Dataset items
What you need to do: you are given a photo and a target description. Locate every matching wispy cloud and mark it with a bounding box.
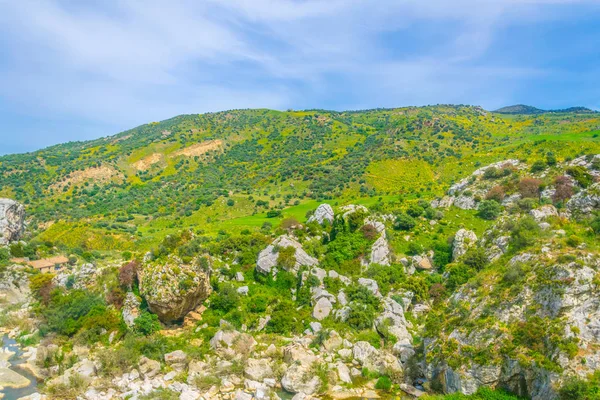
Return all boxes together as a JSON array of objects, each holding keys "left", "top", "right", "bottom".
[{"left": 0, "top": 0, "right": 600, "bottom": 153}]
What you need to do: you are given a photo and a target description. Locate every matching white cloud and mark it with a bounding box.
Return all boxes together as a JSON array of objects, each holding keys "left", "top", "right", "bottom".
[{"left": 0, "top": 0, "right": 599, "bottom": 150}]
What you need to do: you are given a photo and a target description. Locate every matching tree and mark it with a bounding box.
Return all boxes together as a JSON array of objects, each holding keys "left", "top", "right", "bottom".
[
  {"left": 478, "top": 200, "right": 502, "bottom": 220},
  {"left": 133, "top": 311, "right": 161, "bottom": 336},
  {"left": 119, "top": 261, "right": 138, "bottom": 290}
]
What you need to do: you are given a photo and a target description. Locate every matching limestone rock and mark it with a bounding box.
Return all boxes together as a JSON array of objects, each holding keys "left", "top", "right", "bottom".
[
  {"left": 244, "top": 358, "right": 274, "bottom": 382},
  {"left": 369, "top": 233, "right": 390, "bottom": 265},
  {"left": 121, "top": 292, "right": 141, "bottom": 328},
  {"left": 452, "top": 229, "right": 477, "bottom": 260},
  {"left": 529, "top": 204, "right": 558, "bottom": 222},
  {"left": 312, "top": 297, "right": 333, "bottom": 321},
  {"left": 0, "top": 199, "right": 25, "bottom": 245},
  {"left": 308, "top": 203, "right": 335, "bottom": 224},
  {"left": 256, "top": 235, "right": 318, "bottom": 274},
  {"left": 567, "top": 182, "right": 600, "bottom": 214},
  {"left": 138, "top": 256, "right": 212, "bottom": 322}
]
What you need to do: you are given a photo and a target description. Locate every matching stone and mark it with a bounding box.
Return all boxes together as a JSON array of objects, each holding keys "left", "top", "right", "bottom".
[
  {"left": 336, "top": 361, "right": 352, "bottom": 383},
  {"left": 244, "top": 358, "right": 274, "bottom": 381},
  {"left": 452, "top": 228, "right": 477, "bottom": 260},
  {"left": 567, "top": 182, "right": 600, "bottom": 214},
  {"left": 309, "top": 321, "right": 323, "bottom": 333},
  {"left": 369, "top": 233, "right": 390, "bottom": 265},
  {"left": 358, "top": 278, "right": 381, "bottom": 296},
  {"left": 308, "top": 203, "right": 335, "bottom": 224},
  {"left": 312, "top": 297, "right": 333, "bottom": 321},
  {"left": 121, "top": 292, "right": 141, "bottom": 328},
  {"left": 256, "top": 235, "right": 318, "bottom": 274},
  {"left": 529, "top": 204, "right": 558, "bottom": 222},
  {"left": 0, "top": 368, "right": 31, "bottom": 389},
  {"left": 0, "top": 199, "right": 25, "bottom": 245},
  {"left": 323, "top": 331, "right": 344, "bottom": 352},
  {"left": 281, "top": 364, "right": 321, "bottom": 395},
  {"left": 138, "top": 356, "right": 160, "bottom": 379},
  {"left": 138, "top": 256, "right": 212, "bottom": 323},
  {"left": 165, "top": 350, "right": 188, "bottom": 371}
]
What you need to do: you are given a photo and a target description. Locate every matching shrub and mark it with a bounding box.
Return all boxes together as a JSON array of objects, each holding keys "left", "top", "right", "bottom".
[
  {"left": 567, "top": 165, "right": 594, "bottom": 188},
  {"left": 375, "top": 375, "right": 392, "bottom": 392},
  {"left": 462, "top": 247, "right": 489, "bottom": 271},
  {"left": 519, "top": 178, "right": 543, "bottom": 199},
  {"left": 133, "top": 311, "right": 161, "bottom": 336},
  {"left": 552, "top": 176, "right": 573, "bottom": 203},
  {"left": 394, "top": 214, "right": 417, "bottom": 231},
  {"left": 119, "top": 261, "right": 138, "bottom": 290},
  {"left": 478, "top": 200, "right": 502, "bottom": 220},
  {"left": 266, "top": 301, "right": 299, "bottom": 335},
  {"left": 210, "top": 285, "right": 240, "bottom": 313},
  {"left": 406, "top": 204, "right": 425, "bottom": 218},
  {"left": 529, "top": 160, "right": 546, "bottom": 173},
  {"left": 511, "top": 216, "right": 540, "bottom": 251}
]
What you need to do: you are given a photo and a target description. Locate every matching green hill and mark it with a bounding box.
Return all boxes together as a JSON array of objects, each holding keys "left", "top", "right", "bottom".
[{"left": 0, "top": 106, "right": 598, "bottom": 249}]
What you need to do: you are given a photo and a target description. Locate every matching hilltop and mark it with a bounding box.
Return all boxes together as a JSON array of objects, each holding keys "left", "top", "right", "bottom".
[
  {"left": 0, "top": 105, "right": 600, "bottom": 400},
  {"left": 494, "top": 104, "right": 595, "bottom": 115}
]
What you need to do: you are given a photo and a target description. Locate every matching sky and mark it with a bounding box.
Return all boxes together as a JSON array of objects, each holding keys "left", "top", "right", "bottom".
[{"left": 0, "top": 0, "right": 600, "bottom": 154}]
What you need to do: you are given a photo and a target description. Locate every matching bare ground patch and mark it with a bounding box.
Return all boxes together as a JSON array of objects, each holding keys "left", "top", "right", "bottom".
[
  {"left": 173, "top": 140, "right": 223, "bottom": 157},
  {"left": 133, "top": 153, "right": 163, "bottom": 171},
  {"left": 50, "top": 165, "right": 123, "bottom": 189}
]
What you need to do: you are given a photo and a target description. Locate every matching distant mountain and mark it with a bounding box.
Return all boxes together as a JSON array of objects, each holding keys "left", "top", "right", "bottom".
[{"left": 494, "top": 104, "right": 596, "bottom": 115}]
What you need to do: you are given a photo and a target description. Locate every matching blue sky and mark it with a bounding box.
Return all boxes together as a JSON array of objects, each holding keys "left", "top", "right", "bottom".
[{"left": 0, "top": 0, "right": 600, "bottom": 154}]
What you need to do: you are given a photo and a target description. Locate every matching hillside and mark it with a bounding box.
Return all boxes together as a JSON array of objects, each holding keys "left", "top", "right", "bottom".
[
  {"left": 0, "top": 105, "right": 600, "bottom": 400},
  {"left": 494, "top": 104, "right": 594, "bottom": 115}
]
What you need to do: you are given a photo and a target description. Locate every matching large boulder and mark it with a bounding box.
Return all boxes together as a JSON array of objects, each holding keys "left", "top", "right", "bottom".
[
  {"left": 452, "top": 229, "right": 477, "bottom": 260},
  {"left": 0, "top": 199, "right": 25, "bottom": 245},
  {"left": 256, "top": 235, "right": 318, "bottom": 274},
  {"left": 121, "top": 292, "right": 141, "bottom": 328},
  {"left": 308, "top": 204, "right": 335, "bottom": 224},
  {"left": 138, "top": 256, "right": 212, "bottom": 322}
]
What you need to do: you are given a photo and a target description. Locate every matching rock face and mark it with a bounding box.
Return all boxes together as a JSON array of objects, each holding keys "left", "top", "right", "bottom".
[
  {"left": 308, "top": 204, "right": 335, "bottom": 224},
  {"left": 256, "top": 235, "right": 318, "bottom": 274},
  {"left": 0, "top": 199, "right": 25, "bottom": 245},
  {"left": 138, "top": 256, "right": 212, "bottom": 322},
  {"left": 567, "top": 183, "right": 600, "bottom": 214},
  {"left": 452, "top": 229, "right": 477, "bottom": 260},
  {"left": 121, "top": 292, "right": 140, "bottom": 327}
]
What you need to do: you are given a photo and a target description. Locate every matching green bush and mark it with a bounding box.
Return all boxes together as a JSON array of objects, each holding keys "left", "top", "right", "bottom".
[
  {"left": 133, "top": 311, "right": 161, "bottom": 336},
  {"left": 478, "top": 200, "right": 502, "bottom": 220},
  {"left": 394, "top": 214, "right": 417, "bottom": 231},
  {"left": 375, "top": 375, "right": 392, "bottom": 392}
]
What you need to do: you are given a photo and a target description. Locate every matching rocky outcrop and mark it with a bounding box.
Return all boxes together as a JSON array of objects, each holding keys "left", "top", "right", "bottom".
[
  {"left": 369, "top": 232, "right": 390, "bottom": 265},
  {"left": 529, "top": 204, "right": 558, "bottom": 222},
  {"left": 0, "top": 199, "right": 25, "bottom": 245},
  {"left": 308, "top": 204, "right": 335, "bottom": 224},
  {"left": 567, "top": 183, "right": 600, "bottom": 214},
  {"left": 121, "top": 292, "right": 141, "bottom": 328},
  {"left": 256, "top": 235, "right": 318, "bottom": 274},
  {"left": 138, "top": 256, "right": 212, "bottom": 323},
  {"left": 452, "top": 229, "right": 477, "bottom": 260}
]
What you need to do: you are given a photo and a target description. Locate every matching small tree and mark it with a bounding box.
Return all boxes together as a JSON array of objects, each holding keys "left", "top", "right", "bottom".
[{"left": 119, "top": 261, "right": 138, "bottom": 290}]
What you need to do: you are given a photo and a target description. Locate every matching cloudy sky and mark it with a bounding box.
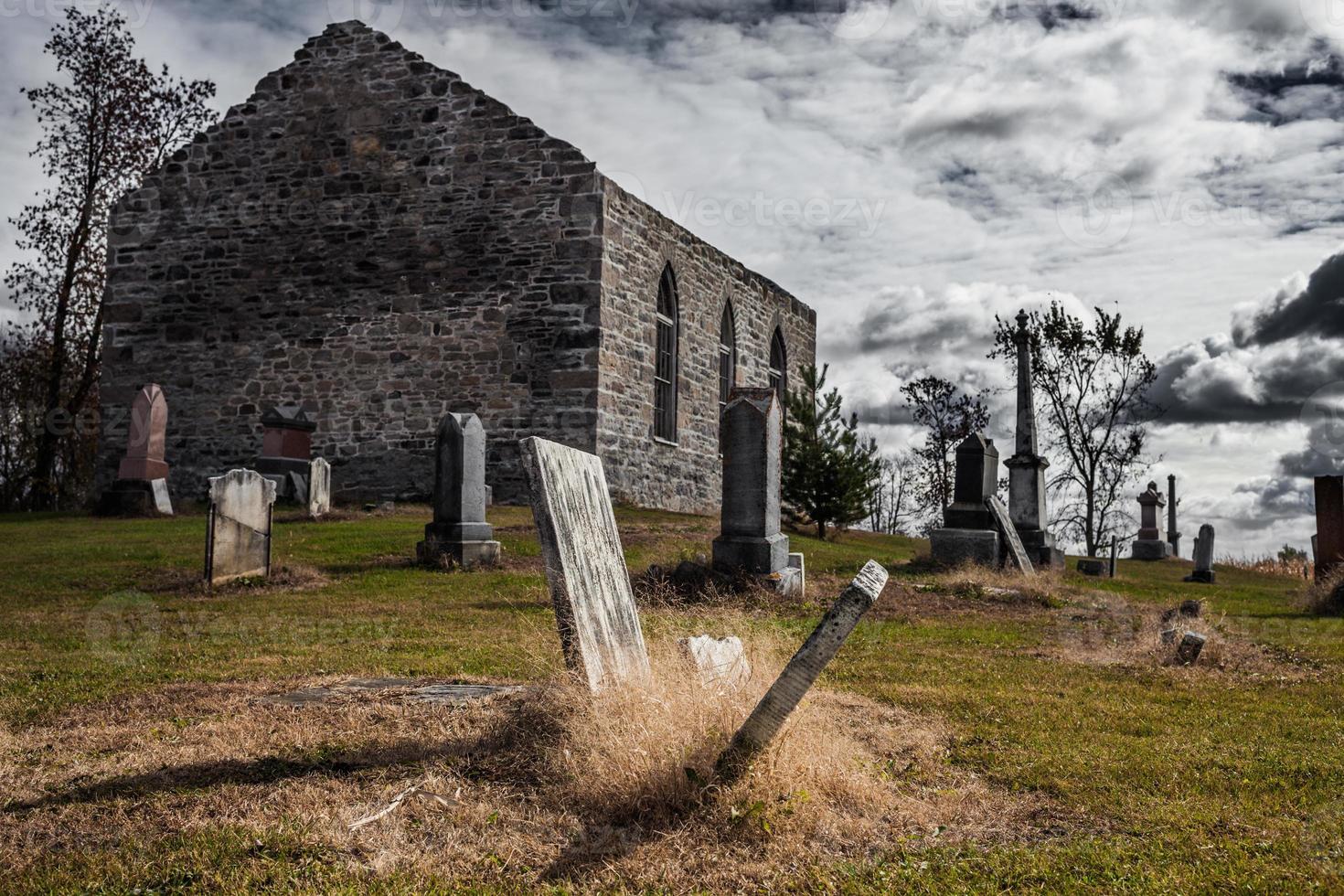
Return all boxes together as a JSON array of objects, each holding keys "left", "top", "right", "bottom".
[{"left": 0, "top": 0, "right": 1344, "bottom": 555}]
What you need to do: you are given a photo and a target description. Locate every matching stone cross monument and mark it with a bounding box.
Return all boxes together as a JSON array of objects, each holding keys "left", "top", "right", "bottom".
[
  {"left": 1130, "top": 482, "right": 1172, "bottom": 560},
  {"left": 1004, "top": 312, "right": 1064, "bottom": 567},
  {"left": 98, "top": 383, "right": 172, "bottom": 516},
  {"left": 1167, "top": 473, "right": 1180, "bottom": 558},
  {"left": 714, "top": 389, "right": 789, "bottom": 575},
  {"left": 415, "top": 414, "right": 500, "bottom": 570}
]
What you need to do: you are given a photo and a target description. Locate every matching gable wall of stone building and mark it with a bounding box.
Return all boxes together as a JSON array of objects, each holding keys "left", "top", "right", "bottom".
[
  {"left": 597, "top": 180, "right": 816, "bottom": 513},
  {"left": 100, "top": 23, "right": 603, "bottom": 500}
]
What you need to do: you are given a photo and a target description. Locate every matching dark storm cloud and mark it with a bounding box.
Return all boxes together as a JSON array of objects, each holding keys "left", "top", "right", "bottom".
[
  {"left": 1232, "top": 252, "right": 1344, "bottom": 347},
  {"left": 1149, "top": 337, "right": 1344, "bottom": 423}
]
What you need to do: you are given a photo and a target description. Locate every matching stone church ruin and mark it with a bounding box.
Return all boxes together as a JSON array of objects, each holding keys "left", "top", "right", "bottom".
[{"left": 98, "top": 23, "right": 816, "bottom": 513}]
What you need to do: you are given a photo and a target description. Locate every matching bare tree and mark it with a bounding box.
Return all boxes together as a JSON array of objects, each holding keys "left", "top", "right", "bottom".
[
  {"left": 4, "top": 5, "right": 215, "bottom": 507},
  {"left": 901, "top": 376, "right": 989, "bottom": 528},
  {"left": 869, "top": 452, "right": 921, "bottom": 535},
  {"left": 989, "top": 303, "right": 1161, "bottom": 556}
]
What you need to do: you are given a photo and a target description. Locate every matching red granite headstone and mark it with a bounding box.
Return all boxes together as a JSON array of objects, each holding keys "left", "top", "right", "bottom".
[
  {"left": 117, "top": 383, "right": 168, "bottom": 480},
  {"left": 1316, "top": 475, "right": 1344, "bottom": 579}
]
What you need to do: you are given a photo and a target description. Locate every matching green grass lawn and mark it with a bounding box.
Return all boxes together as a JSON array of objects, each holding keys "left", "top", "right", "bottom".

__EXERCISE PROMPT__
Return every line of the listing above that contains the string "tree", copying each one in full. Treat the match as case-sensitive.

__TASK OUTPUT__
What you need to do: you are given a photo and a target description. Locate every matching tree and mark it with a bounding box.
What you need to do: you are given a photo and a target description. Locate every matching small tree and mark it with a bounding box.
What you need to do: you are given a photo and a target description. Locate every matching bare tree and mark it with a bounding box.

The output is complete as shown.